▶ EXTRACT
↓

The emergence of previously unreported infectious diseases, the re-emergence of infectious disease thought to have been on the way to elimination, and the rapid evolution of infectious pathogens exhibiting antimicrobial resistance (“AMR”) and in particular, multiple-drug resistance (“MDR”) have created a major clinical and public health threat of global dimensions.
The idea that AMR can be delayed or even prevented by combining drugs with different targets as so-called “free” combinations or “fixed-dose” combinations (FDCs) has been shown in animal models of malaria and circumstantially in field trials of tuberculosis drugs but is difficult to rigorously test in the field. Microorganisms have several strategies (some used simultaneously) to resist being killed by chemotherapeutic agents. These include lack of, or a decrease in, transport of drugs into the cell, the operation of pumps to remove the agent from the cell, the production of drug-inactivating enzymes, and the mutations in the genes encoding drug targets. Microbes may be inherently resistant to an anti-infective agent and can acquire resistance to anti-infective agents. Most antimicrobials cause the selection of preexisting mutations, not the emergence of new mutants and acquired resistance is driven by mutation and selection - sometimes referred to as vertical evolution. This is particularly important for Mycobacterium sp., protozoans (Plasmodium sp., possibly Leishmania sp.) and viruses (HIV).
There are several ways that the different components of free or fixed-dose combinations produce their antimicrobial effect. The different drugs may attack the same biochemical target by different mechanisms (e.g., cotrimoxazole). Alternately, combination therapy may use drugs with completely different modes of action (e.g., artemether-mefloquine for malaria) and which in theory do not share the same resistance mechanism.
FDCs may be better than free combinations in slowing or even eliminating AMR. Multiple interruptions when using free dose combinations of pills creates the risk of monotherapy on some drugs and not in others. This fact, coupled with the in vivo mutation rates of the genome, rapidly leads to drug resistance to one or more of the free combination drugs. Fixed-dose combinations make the possibility of monotherapy even more remote. Effectiveness of FDCs, however, depends on detailed knowledge of the epidemiology and microbial ecology of the particular pathogen. Since in HIV, malaria, or TB, development of AMR commonly occurs by rapid genetic alterations, if evolution of AMR is occurring within a host during course of therapy (which in the case of HIV or TB is quite long), then FDCs would theoretically be effective if more than one drug is present in therapeutic concentration at any one time. If one in 109 microbes are resistant to drug A and one in 1013 are resistant to drug B, and the genetic mutations that confer resistance are not linked, only 1 in 1022 will be simultaneously resistant to both A and B. If correctly given, combination drug treatments should in theory retard emergence of resistance compared with sequential use of single drugs.

↑

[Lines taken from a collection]
↓

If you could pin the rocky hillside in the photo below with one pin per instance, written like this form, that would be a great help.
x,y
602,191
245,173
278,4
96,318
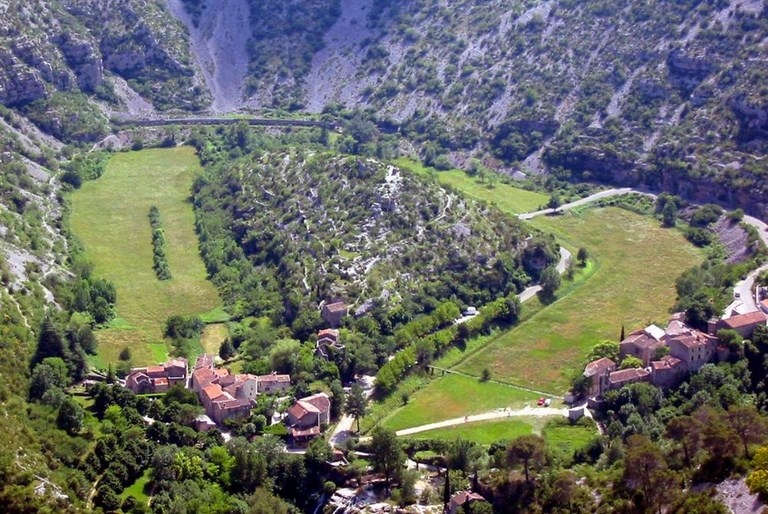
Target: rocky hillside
x,y
668,94
313,227
109,51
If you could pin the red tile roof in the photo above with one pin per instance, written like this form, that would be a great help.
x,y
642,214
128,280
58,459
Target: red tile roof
x,y
306,432
625,375
745,320
598,366
667,362
320,401
273,377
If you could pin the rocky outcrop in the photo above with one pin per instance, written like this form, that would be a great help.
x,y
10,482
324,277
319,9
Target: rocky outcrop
x,y
686,71
753,119
19,84
85,60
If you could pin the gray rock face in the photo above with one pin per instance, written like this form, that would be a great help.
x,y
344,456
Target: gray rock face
x,y
19,84
84,59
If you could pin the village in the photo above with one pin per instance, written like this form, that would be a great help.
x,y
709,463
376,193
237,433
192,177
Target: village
x,y
669,354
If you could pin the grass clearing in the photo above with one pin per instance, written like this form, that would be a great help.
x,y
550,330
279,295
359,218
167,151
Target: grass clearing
x,y
636,262
139,489
212,337
453,396
564,439
110,217
484,432
505,197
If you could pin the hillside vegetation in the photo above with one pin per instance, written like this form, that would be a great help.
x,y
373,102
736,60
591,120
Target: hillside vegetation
x,y
110,218
671,94
312,227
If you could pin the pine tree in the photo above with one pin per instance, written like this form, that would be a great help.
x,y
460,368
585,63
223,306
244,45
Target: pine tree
x,y
447,489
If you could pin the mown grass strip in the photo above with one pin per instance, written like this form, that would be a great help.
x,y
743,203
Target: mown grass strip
x,y
109,216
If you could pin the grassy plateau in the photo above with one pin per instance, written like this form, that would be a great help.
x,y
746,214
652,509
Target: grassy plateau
x,y
110,217
636,264
507,198
453,396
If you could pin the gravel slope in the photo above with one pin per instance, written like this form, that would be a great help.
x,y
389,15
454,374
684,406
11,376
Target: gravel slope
x,y
219,48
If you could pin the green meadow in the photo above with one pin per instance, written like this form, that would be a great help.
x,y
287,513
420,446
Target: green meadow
x,y
110,217
507,198
633,284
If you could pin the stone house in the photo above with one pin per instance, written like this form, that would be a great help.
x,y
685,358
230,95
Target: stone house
x,y
642,343
328,343
333,313
598,371
306,416
744,324
157,379
667,372
623,377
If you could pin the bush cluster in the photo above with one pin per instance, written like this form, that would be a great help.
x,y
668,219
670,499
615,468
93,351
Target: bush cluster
x,y
162,270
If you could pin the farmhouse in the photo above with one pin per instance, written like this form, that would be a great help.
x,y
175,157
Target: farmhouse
x,y
327,343
598,372
306,416
642,343
157,379
688,350
224,395
619,379
744,324
333,313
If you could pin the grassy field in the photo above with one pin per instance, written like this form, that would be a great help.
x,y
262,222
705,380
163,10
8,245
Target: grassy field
x,y
636,263
110,217
453,396
486,432
212,337
139,489
563,438
505,197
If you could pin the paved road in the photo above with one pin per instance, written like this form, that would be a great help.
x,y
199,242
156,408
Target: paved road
x,y
527,411
562,265
591,198
744,288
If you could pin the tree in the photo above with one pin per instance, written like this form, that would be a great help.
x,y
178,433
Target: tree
x,y
226,350
686,431
630,361
748,425
48,375
70,416
528,450
447,489
549,281
388,455
757,481
357,403
582,256
643,467
606,348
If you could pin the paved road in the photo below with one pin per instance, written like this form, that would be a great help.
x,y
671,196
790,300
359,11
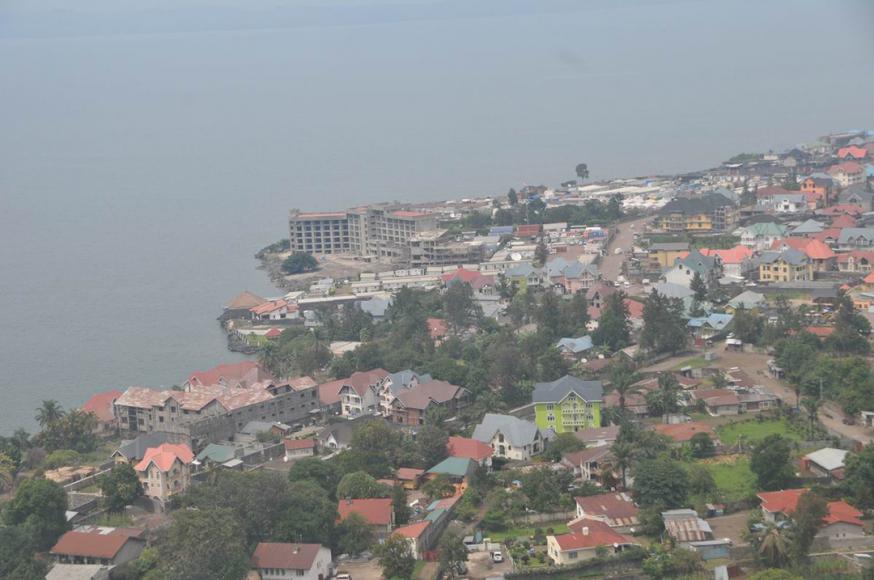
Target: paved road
x,y
756,365
611,264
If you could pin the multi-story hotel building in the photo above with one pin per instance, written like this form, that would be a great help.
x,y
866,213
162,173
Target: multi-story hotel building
x,y
381,232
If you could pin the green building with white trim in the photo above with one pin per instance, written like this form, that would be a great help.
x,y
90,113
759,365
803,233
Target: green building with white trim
x,y
568,404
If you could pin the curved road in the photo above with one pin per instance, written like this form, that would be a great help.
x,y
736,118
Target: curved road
x,y
611,264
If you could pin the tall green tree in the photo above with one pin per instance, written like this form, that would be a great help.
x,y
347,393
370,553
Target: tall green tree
x,y
771,463
258,499
614,328
453,555
664,326
699,287
807,519
396,558
322,473
460,307
859,477
49,412
309,517
40,507
541,253
747,326
359,485
204,545
355,535
660,481
431,444
120,487
17,555
299,262
399,505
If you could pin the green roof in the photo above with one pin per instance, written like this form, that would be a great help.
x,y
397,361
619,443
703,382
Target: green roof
x,y
767,229
217,453
435,515
452,466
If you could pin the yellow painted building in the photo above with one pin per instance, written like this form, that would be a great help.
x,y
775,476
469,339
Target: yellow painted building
x,y
786,266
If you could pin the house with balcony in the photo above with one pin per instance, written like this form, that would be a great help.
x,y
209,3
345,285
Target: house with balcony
x,y
568,404
510,437
165,470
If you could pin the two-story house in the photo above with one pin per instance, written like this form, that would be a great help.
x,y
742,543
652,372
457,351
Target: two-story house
x,y
165,470
510,437
568,404
281,561
784,266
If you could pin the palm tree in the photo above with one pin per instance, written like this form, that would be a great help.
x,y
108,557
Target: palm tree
x,y
773,549
668,388
811,405
21,438
623,454
270,360
49,412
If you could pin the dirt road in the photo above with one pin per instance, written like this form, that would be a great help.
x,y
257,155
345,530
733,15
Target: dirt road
x,y
623,237
756,365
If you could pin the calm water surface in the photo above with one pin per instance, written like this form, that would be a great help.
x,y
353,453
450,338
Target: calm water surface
x,y
146,153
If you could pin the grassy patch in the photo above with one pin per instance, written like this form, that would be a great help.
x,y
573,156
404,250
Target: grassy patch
x,y
734,480
113,520
695,363
755,430
517,532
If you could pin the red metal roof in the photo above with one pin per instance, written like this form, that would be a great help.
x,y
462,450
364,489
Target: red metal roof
x,y
165,455
413,530
376,511
293,444
786,501
409,473
94,542
101,405
590,534
617,508
684,431
469,448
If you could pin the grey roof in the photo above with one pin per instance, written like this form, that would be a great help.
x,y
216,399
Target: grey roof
x,y
217,453
558,389
748,299
788,255
851,234
78,572
669,290
766,229
788,197
809,227
376,307
576,345
698,262
402,380
518,431
520,270
828,458
855,192
696,205
136,449
669,246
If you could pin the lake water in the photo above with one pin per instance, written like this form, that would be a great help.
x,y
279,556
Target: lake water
x,y
147,153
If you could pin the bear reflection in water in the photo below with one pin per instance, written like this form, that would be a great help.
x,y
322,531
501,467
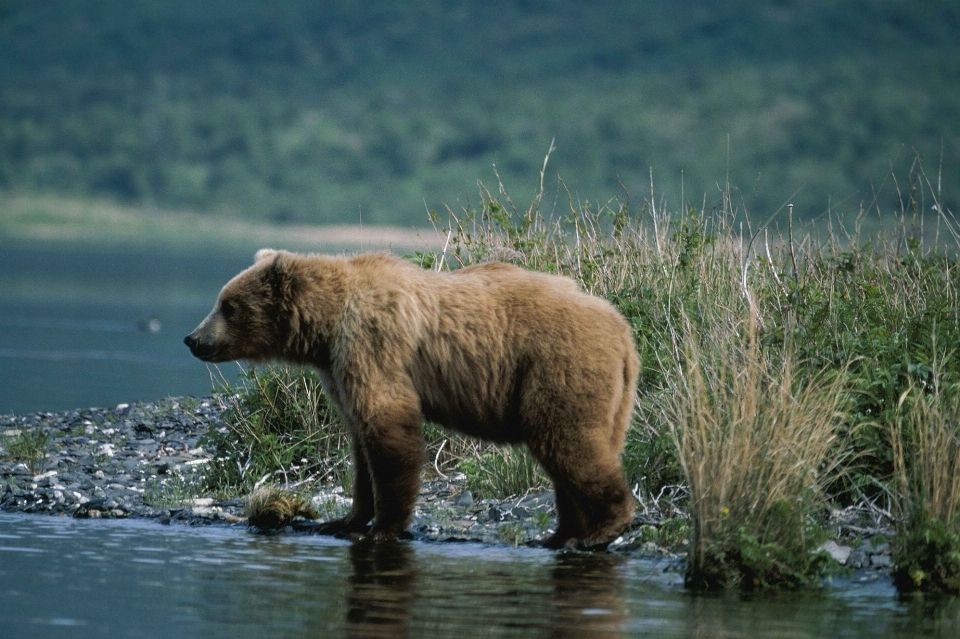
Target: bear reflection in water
x,y
492,350
586,599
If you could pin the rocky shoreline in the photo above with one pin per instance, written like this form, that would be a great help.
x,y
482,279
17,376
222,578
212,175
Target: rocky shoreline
x,y
140,461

↑

▶ PROBLEMS AND TASKS
1 - In the text above on antimicrobial resistance, quote the stretch from "There are several" through "same resistance mechanism.".
2 - Answer these questions from the text on antimicrobial resistance:
(a) In animal models of which disease has the idea that combining drugs can delay or prevent AMR been shown?
(b) What is given as an example of drugs that attack the same biochemical target by different mechanisms?
(c) What risk do multiple interruptions create when free dose combinations of pills are used?

▶ RESULTS FOR EACH TASK
1 -
There are several ways that the different components of free or fixed-dose combinations produce their antimicrobial effect. The different drugs may attack the same biochemical target by different mechanisms (e.g., cotrimoxazole). Alternately, combination therapy may use drugs with completely different modes of action (e.g., artemether-mefloquine for malaria) and which in theory do not share the same resistance mechanism.

2 -
(a) Malaria
(b) Cotrimoxazole
(c) The risk of monotherapy on some drugs and not on others